**Task to carry out**
Render everything in the listing, from its first line down to and including the line containing "point(245, 139)", as a Markdown table with the columns Row and Line. Skip blank lines and leave the pictures out.

**Data excerpts**
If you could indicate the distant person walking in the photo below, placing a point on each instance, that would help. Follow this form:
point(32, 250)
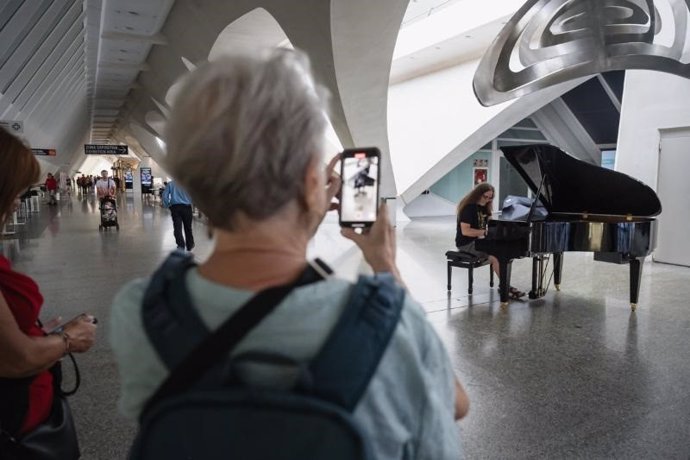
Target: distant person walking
point(180, 205)
point(51, 189)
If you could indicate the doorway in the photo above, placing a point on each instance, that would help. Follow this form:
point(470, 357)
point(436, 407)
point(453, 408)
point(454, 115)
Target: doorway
point(673, 245)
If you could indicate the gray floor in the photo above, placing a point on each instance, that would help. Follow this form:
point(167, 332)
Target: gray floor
point(572, 375)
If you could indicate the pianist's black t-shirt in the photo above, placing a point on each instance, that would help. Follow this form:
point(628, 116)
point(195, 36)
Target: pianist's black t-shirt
point(476, 216)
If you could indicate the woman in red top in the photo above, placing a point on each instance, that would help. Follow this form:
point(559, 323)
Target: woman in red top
point(26, 352)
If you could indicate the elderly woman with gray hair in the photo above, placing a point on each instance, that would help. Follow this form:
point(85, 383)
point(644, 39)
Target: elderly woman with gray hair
point(245, 139)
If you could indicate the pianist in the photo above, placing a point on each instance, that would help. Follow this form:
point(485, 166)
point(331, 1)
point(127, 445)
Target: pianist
point(473, 214)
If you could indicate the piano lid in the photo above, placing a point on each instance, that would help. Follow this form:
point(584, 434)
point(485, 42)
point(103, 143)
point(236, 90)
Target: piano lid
point(576, 187)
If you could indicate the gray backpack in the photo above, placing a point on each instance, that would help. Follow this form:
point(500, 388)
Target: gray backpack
point(204, 411)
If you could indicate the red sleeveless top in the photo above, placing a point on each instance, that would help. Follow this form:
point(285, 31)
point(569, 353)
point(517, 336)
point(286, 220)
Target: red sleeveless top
point(25, 300)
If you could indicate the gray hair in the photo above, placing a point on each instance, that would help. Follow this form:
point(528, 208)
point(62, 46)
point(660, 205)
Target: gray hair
point(242, 132)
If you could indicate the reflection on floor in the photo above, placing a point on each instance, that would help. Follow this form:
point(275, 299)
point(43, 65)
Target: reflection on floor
point(575, 374)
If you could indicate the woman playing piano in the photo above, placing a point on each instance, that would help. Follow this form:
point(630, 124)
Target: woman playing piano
point(473, 214)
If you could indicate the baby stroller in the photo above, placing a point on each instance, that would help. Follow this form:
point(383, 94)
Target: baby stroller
point(108, 208)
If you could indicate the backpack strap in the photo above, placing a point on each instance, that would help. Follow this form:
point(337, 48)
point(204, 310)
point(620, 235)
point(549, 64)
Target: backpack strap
point(171, 324)
point(346, 363)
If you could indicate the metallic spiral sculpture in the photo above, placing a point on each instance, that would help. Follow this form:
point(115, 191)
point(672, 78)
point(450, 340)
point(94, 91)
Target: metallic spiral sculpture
point(552, 41)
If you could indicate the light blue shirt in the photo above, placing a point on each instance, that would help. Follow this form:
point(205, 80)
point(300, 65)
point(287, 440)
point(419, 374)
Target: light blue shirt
point(173, 194)
point(407, 409)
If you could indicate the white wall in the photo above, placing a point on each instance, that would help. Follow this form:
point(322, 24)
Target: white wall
point(435, 122)
point(651, 101)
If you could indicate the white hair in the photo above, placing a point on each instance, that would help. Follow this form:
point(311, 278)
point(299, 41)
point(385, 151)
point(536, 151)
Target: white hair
point(242, 132)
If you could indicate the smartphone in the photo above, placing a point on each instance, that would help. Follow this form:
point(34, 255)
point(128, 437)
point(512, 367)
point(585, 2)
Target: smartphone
point(360, 171)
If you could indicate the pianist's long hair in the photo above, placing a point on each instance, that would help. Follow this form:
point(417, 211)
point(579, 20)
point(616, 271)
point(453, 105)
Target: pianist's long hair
point(475, 195)
point(19, 169)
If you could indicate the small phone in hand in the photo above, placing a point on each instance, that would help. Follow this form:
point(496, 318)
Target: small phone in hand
point(360, 170)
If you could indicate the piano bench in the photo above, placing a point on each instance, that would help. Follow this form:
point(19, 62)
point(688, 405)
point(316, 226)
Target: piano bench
point(469, 261)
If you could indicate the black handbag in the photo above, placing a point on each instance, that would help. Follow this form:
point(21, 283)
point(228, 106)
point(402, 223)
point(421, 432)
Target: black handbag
point(56, 437)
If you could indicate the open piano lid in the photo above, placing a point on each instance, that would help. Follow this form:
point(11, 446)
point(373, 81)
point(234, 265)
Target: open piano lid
point(575, 187)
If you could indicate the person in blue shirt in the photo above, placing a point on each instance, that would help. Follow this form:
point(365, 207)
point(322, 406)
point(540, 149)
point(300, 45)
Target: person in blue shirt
point(180, 205)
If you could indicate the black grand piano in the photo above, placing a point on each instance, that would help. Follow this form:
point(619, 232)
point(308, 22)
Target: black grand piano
point(590, 209)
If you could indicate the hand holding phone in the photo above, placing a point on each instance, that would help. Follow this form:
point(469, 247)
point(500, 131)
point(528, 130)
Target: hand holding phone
point(361, 176)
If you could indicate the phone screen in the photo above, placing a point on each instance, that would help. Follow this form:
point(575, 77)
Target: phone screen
point(359, 196)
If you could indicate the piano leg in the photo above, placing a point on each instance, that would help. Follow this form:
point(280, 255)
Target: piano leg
point(557, 269)
point(536, 275)
point(635, 276)
point(504, 268)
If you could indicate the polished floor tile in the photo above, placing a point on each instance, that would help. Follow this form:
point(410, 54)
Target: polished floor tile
point(572, 375)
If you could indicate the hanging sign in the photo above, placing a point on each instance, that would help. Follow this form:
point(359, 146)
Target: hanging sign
point(13, 126)
point(105, 149)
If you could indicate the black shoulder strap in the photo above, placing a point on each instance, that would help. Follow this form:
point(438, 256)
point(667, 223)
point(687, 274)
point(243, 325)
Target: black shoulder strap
point(172, 326)
point(220, 343)
point(346, 363)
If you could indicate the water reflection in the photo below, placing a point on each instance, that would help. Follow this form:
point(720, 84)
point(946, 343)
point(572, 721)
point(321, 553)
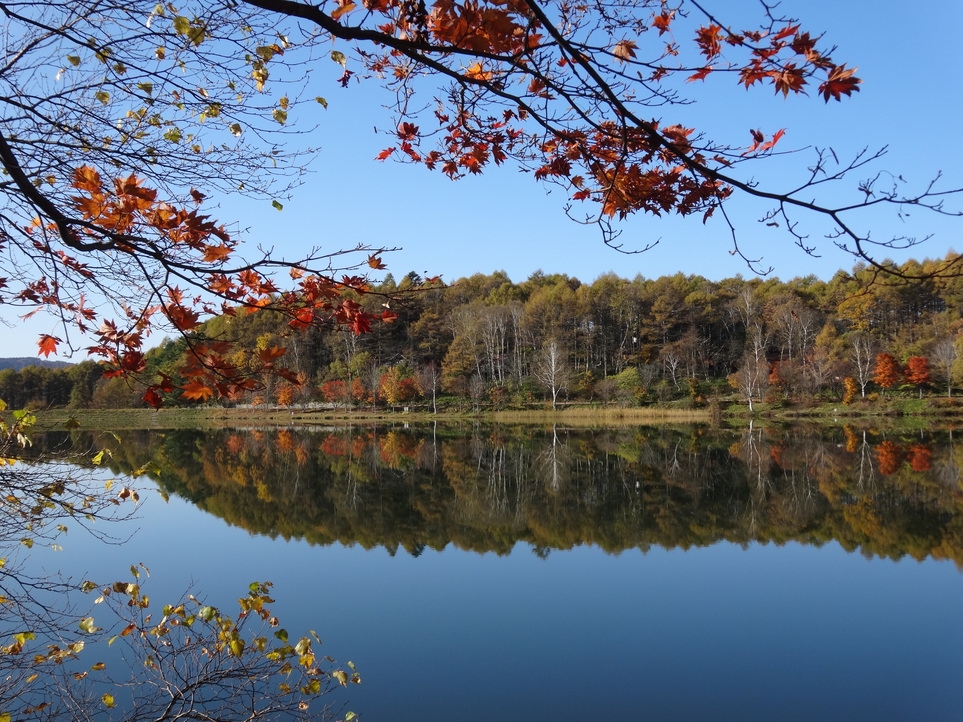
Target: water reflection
point(488, 488)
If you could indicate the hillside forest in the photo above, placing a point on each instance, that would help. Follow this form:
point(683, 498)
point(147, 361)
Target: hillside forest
point(488, 342)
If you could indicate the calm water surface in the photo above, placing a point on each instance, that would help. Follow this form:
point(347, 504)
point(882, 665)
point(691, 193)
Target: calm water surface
point(772, 619)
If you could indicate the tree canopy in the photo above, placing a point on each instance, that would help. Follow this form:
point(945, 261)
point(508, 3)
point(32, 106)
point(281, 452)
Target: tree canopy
point(118, 121)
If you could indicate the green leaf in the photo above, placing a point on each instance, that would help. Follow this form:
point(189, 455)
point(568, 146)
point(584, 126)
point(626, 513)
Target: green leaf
point(206, 613)
point(182, 26)
point(266, 52)
point(87, 625)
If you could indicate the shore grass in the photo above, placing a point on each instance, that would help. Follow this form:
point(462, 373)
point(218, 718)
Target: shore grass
point(899, 411)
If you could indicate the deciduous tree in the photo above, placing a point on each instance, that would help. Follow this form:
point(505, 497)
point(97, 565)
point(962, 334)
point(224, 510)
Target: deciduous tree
point(887, 372)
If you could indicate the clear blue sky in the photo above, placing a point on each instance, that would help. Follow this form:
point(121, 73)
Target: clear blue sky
point(907, 57)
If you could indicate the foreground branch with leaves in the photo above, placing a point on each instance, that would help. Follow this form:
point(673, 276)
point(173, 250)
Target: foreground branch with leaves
point(121, 656)
point(116, 121)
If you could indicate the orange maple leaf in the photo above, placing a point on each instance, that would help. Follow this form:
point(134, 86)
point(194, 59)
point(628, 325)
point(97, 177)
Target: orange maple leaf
point(624, 50)
point(841, 81)
point(194, 390)
point(48, 344)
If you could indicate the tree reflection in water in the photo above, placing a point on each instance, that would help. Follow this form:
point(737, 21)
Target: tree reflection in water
point(487, 488)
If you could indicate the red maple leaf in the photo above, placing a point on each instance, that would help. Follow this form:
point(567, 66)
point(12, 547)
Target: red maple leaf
point(48, 344)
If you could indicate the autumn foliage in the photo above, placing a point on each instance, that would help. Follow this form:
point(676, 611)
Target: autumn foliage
point(126, 218)
point(887, 372)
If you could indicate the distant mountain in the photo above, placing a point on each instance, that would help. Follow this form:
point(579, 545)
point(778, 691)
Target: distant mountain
point(18, 363)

**Full solution**
| Row | Line |
|---|---|
| 1 | If you could indicate the distant person walking in the photo below, placing a point on each instance, that would help. Follow this form: |
| 2 | point(32, 250) |
| 3 | Target: distant person walking |
| 4 | point(180, 205) |
| 5 | point(51, 189) |
| 6 | If you could indicate the doorway in the photo above, placing a point on each instance, that would help. Follow this form: |
| 7 | point(470, 357) |
| 8 | point(436, 407) |
| 9 | point(453, 408) |
| 10 | point(454, 115) |
| 11 | Target: doorway |
| 12 | point(673, 245) |
| 13 | If you could indicate the gray floor in the photo above, placing a point on each instance, that would help. Follow this form: |
| 14 | point(167, 332) |
| 15 | Target: gray floor |
| 16 | point(572, 375) |
| 17 | If you could indicate the pianist's black t-shirt in the photo above, placing a point on each instance, that would help. Follow this form: |
| 18 | point(628, 116) |
| 19 | point(195, 36) |
| 20 | Target: pianist's black t-shirt |
| 21 | point(476, 216) |
| 22 | If you could indicate the woman in red top in the photo above, placing a point on each instance, that would help. Follow this form: |
| 23 | point(559, 323) |
| 24 | Target: woman in red top |
| 25 | point(26, 352) |
| 26 | If you could indicate the elderly woman with gray hair in the photo above, placing a point on each instance, that would help. Follow this form: |
| 27 | point(85, 383) |
| 28 | point(644, 39) |
| 29 | Target: elderly woman with gray hair |
| 30 | point(245, 139) |